### [WHAT THE TASK ASKS]
Quote the whole listing below word for word, but leave the pictures out.

### [RECORDS SUPPLIED]
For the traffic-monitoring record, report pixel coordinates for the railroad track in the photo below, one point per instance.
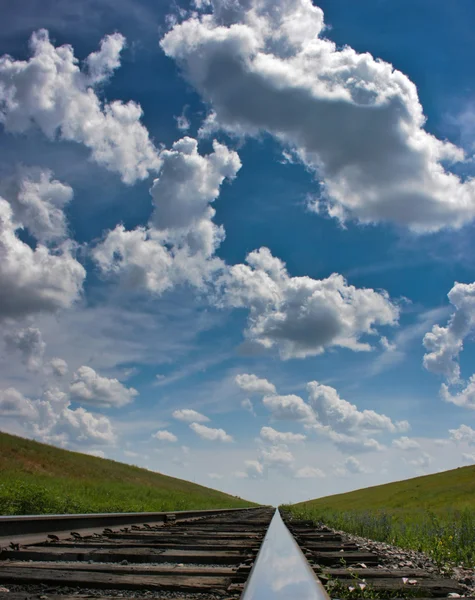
(347, 571)
(198, 557)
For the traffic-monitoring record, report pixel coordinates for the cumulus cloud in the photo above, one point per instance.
(34, 280)
(344, 417)
(58, 366)
(38, 203)
(302, 316)
(405, 443)
(464, 398)
(289, 408)
(247, 405)
(208, 433)
(50, 92)
(50, 419)
(309, 473)
(352, 118)
(444, 344)
(254, 385)
(464, 433)
(189, 415)
(88, 387)
(30, 344)
(178, 246)
(274, 437)
(165, 436)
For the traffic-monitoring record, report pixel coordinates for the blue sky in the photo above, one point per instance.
(238, 250)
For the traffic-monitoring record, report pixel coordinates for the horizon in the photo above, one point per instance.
(235, 249)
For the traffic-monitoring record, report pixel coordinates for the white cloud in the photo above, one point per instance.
(49, 91)
(353, 465)
(274, 437)
(51, 420)
(30, 344)
(252, 384)
(247, 405)
(189, 415)
(463, 434)
(58, 366)
(88, 387)
(352, 118)
(165, 436)
(14, 404)
(309, 473)
(34, 280)
(302, 316)
(405, 443)
(344, 417)
(423, 462)
(289, 408)
(277, 456)
(38, 203)
(178, 246)
(208, 433)
(464, 398)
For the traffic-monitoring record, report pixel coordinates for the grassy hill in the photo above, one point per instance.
(433, 513)
(455, 489)
(40, 479)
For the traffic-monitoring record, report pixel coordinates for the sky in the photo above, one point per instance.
(236, 238)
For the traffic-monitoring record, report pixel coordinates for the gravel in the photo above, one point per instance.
(393, 557)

### [SOLUTION TO THE PROBLEM]
For the traffic-monitoring record, report pixel coordinates for the railroad track in the photo below, one point per instance.
(347, 571)
(198, 557)
For the traffic-monitoring record, report pixel coordinates for the cumulus cloud in the photo above, one point per instance.
(34, 280)
(344, 417)
(58, 366)
(38, 203)
(302, 316)
(405, 443)
(464, 398)
(289, 408)
(247, 405)
(208, 433)
(50, 92)
(50, 419)
(309, 473)
(352, 118)
(444, 344)
(254, 385)
(464, 433)
(189, 415)
(88, 387)
(30, 344)
(178, 246)
(274, 437)
(165, 436)
For the traffic-monitoring record, report pixel coordinates for the blue sky in the photo above, one point per instance.
(238, 250)
For the traffic-monitoring record, report pixel coordinates for the horizon in the photo above, one point per instance.
(235, 249)
For the traffic-monitoring record, report pixel coordinates for the white cloud in the photo above, one point per instance.
(49, 91)
(353, 465)
(274, 437)
(51, 420)
(30, 344)
(252, 384)
(247, 405)
(189, 415)
(463, 434)
(58, 366)
(88, 387)
(352, 118)
(165, 436)
(14, 404)
(309, 473)
(34, 280)
(302, 316)
(405, 443)
(344, 417)
(423, 462)
(289, 408)
(277, 456)
(38, 203)
(178, 246)
(208, 433)
(464, 398)
For the traffic-monitoring record, report pixel coordinates for the grassy hill in the photo above, one point per instance.
(433, 513)
(455, 489)
(40, 479)
For the traffic-monitoring record, report pixel coordinates for the sky in the photo above, one point per instance.
(236, 238)
For the traffic-monitoring record, report pixel coordinates for the gravel in the photo above, one point per instance.
(393, 557)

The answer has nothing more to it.